Clara Engel – Their Invisible Hands : une artsite qui n’entre dans aucune case

Un des secrets les mieux gardés de la musique contemporaine : Clara Engel. Déjà des tas de morceaux superbes. Il est grand temps de les découvrir. Une musique dépouillée, quasi-mystique. Entre classique et folk. Profitez d’un album rare, fort, émouvant.

Their Invisible Hands, Clara Engel

Quand on lui demande comment « ils » (they/them) décriraient leur musique, Clara Engel dit en être « trop proche pour bien en parler ». Et aussi « préférer éviter quand elle peut » de le faire. Comme de parler de sa façon d’écrire. « Les chansons me viennent de manière fragmentée, avec juste une phrase ou quelques mots et puis j’explore et je développe. » Comment ? Difficile à dire précisément, « ce serait comme une araignée essayant d’écrire un manuel sur comment tisser une toile. » Clara Engel préfère se référer à ce que d’autres ont dit, comme du « blues sacré et minimaliste d’une autre galaxie ». Ou du « folk art ». D’ailleurs, même « blues » et « folk » ne correspondent pas vraiment à ce qu’on entend sur Their Invisible Hands. Voilà une musique qui échappe à une définition précise, trop riche pour être classée dans une case musicale. Une musique d’une très grande force. D’autant plus forte qu’elle est économe en moyens, c’est là que le terme de « minimalisme » prend tout son sens. Quelques instruments, quelques notes, des arpèges de guitares, une voix aux inflexions chaudes, des silences suffisent à Clara Engel pour créer des émotions d’une intensité et d’une puissance poétique rare.

« I think of my songs as a form of musical poetry: the meaning of the words is important to me, but so is their cadence and how they interact with the guitar phrasing. »
(Clara Engel)

..............................

▶ **CONSIGNES**:
• 1. Répondez aux questions suivantes sur l'article consacré à Clara Engel :
(a) Entre quels deux genres l'introduction situe-t-elle la musique de Clara Engel ?
(b) À quoi Clara Engel compare-t-elle le fait d'expliquer comment les chansons sont développées ?
(c) Selon la citation finale, comment Clara Engel envisage-t-elle ses chansons ?
• 2. Poursuivez l'article sur Clara Engel et l'album Their Invisible Hands après la citation qui le termine.

..............................

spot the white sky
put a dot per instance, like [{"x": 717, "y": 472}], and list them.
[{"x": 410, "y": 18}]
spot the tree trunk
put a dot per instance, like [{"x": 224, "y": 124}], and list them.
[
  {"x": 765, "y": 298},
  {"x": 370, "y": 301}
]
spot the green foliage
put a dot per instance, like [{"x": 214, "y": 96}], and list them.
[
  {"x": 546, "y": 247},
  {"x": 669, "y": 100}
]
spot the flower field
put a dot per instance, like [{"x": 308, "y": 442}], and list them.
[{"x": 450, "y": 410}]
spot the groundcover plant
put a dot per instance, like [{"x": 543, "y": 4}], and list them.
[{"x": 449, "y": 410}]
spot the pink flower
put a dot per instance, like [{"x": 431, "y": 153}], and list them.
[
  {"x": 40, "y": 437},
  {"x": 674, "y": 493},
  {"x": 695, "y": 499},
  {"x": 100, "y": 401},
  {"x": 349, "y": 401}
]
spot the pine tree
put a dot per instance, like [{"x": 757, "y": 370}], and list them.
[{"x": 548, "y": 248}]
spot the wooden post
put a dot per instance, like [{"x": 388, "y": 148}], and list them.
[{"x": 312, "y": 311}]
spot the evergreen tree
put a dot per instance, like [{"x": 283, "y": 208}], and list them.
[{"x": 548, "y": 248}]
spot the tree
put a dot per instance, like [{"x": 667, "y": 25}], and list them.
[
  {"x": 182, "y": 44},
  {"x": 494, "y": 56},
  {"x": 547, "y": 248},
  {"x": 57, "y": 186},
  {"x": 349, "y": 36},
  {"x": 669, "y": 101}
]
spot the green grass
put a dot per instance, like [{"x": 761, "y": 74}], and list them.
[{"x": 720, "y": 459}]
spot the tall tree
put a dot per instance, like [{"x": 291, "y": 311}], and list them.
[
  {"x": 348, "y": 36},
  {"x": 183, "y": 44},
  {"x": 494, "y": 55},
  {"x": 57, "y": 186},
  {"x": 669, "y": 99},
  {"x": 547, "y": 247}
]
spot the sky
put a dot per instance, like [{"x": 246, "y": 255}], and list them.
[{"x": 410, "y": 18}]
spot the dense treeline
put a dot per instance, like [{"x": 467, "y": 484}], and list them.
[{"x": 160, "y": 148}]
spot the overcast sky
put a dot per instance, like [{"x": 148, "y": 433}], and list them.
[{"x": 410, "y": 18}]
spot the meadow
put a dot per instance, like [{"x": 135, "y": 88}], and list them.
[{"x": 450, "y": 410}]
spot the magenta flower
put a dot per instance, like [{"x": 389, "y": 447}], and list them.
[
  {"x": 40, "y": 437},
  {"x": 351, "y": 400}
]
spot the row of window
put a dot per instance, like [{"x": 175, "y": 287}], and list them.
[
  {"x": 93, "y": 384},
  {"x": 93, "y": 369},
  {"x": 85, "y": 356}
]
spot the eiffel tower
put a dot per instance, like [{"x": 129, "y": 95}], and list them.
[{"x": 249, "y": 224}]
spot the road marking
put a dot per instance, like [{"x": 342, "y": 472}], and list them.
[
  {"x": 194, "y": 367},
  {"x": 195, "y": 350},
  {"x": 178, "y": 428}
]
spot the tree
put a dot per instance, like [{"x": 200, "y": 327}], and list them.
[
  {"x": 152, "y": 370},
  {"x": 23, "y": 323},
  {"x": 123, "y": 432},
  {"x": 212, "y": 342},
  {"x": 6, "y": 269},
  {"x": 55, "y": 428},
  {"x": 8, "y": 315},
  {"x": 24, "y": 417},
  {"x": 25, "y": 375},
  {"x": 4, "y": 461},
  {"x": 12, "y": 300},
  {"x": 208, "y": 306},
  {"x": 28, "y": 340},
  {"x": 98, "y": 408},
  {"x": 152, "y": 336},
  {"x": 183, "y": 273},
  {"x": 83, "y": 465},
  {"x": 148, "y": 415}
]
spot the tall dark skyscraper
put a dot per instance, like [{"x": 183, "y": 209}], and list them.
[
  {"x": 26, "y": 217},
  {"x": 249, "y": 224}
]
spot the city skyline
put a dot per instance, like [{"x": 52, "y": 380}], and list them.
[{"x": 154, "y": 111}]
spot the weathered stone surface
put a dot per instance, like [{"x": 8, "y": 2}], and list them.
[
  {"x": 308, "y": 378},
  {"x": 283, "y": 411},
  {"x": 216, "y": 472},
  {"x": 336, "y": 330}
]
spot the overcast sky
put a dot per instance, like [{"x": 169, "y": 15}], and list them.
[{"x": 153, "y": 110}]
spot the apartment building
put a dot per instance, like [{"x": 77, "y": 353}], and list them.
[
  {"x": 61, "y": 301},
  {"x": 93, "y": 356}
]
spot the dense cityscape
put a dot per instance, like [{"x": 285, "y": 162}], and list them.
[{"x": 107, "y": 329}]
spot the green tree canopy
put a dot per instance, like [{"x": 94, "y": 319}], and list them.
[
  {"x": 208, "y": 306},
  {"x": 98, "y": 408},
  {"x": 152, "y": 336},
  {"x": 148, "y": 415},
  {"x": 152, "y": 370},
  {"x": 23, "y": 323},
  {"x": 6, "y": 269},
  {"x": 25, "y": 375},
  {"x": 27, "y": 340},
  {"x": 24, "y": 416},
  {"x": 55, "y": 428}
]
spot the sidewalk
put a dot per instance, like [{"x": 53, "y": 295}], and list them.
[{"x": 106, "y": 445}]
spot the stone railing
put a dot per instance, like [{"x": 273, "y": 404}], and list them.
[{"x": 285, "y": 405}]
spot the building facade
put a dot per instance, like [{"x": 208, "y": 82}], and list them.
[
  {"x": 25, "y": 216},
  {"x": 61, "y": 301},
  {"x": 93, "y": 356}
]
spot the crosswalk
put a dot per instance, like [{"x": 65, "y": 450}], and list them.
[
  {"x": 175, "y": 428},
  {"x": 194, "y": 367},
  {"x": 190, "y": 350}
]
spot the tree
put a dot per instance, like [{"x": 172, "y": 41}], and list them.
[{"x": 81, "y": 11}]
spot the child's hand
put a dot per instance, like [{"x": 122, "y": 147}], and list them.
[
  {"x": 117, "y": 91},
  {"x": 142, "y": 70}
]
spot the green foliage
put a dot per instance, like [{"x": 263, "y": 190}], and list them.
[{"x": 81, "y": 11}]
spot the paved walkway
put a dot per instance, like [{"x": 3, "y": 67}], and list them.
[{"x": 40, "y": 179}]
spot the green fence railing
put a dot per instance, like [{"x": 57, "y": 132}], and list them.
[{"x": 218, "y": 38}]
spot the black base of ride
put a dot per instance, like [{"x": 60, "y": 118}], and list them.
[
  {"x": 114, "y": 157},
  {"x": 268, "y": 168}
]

..............................

▶ **CORRIGÉ DE L'EXERCICE**:
• 1.
(a) Entre le classique et le folk.
(b) À une araignée qui essaierait d'écrire un manuel sur la façon de tisser une toile.
(c) Comme une forme de poésie musicale, où comptent le sens des mots, leur cadence et leur interaction avec le phrasé de la guitare.

• 2.
Their-Invisible-Hands

Une musique du peu, bien plus que minimaliste d’ailleurs. Le terme, là encore, est imprécis. Il occulte une dimension essentielle de la musique de Clara Engel : le dépouillement, la pureté. Une musique purifiée. Clara Engel polit ses chansons, les débarrasse progressivement de tout ce qui pourrait être inutile et qui pourrait polluer l’écoute : « I want the bones of the song to shine through with clarity, so I want all the other elements to support them. » Et pour atteindre cet objectif, Clara Engel travaille et retravaille, version après version. Le travail, l’exercice — la pratique — sont essentiels. Ce qui l’intéresse n’est pas le but mais le chemin. Vivre et écrire des chansons obéissent à la même règle : travailler, répéter, s’exercer. Quand la vie s’arrêtera, le travail s’arrêtera également. Et réciproquement.

« I do edit my words quite rigorously, I tend to have many drafts of a song, but I don’t really believe in achievements so much as I believe in having a practice. My practice is to write these songs. The work ends when my life ends – and I mean that in a life-affirming way. »
(Clara Engel)

Cette musique pure est aussi une musique de la purification, du dépouillement. C’est là que le terme de « sacré » prend tout son sens. Écouter Their Invisible Hands c’est faire une expérience quasi-mystique dans laquelle on finit par s’évader complètement, oublier même qu’on écoute de la musique. Écouter cet album, c’est ouvrir une porte et commencer un voyage dans une autre dimension. Planer au dessus du sol dans une forêt étrange où flotte une brume tiède et rassurante, avancer vers l’inconnu sans aucune peur ni inquiétude. Clara Engel nous emmène ailleurs mais en restant avec nous, toujours. L’impression de ramer dans une mer de feuilles d’or – le titre d’un des morceaux, le superbe instrumental Rowing Home Through a Sea of Golden Leaves. Lentement, comme dans une procession. Et cela dure pendant plus d’une heure (la durée de l’album).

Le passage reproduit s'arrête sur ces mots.